Friday, February 10, 2012

Fowl Ball

Deciding we needed to escape the cold Canadian winter, we flew down to Cuba with another couple for one full week of fun in the sun.  We were younger then, with fairly limited vacation budgets, and while this all-inclusive resort may not have exactly been featured on “Lifestyles of the Rich and Famous”, it was more than adequate, and being of the right mindset, we certainly made the most of our time there.

After our first day was spent lounging around the pool, enjoying the sounds of the Caribbean, replenishing fluids as we baked in the sun, and playing water-basketball with other vacationers not unlike ourselves, the two couples headed to their respective rooms to get washed up for dinner.  Meeting at the pre-arranged time, we then walked along the beach, listening to the waves make their way to shore.  With the palm trees gently swaying around us, drinks in hand, we watched the orange glowing sun slowly drop below the horizon.  We continued on to the restaurant.

The buffet was plentiful, and offered a grand assortment of tasty options.  With plates in hand, we worked our way along the line, carefully selecting the items we felt looked most delicious to our individual appetites.  The girls chose varying degrees of salads and fish.  I chose slightly meatier and starchy options, with perhaps a few token vegetables placed here and there.  With three members of our party arriving back at the table at roughly the same time, we sipped our wine, politely waiting for the fourth to arrive.  For the sake of anonymity, let’s call him “Jason”.

Source records
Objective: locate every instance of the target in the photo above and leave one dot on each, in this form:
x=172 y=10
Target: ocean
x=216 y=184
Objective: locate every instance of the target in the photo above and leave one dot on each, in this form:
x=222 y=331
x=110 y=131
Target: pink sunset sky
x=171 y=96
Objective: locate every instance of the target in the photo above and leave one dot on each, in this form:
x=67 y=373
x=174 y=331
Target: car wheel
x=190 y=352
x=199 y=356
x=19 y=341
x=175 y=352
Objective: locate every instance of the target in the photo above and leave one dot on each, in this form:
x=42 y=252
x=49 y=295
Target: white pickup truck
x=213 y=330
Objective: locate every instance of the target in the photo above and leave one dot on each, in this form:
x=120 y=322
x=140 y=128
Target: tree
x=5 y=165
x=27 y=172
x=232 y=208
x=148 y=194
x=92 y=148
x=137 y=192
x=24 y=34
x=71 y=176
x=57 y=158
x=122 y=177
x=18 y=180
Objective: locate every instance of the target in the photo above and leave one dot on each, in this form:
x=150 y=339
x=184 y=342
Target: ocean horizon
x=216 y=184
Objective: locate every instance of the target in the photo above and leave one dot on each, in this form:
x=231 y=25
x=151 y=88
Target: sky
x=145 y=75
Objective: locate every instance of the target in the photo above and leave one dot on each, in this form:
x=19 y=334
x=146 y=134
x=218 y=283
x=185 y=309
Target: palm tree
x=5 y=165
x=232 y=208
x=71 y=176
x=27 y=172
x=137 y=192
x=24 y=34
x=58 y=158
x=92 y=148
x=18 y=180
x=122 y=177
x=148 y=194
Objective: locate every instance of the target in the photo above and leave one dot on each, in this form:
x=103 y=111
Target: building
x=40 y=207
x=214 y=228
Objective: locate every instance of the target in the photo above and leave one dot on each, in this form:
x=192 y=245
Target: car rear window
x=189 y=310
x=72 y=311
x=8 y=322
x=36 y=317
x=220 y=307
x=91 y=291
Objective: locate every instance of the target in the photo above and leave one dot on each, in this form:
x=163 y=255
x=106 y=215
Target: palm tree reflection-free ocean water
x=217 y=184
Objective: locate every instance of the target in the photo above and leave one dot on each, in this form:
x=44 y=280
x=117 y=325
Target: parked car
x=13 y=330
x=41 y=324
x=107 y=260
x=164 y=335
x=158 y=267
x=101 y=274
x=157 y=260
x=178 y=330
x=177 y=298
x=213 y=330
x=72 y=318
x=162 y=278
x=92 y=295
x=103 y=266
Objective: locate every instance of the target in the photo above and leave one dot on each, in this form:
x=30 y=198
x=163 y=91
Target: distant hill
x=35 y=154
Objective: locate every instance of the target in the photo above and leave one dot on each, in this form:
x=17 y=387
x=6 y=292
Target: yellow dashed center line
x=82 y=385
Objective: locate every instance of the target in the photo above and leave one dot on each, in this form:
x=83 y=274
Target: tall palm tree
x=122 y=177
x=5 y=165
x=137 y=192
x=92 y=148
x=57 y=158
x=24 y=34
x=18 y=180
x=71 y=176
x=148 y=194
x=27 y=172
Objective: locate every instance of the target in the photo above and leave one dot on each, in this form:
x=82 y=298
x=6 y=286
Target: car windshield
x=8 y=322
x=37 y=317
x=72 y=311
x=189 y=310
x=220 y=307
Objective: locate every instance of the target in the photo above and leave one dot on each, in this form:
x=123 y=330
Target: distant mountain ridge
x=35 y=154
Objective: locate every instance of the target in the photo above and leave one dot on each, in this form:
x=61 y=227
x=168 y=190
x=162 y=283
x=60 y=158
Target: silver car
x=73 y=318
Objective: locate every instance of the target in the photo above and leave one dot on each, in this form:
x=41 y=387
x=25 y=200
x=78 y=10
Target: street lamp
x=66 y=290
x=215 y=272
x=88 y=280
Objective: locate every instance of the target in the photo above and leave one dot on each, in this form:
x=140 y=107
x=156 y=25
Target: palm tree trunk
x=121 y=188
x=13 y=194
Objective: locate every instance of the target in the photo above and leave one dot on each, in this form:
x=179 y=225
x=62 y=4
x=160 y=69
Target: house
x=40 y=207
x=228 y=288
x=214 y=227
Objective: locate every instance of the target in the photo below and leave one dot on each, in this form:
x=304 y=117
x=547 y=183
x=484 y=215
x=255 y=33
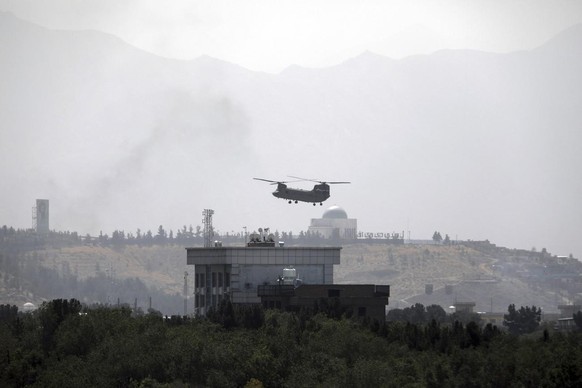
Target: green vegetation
x=66 y=344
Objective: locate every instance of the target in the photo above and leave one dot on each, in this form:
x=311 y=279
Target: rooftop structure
x=334 y=224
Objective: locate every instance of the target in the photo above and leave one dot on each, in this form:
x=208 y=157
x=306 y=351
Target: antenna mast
x=208 y=230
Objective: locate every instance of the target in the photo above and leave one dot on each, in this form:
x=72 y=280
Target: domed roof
x=335 y=212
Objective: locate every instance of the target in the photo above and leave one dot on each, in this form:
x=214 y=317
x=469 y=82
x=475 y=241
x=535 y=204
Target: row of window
x=217 y=279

→ **Exercise tasks**:
1. For each statement below, say whether it agrees with the Fowl Ball post above, answering yes or no and quoting the words of the post that decide it. (a) The trip to Cuba lasted one full week. (b) The two couples walked along the beach before continuing to the restaurant. (c) The girls picked meatier and starchy options at the buffet.
2. Extract the part of the Fowl Ball post above between "Friday, February 10, 2012" and "our time there.", inclusive.
3. According to the Fowl Ball post above, what game did the group play with other vacationers at the pool on the first day?

→ **List of answers**:
1.
(a) Yes: "for one full week of fun in the sun"
(b) Yes: "we then walked along the beach, listening to the waves make their way to shore" and "We continued on to the restaurant."
(c) No: "The girls chose varying degrees of salads and fish."

2.
Friday, February 10, 2012

Fowl Ball

Deciding we needed to escape the cold Canadian winter, we flew down to Cuba with another couple for one full week of fun in the sun.  We were younger then, with fairly limited vacation budgets, and while this all-inclusive resort may not have exactly been featured on “Lifestyles of the Rich and Famous”, it was more than adequate, and being of the right mindset, we certainly made the most of our time there.

3. Water-basketball.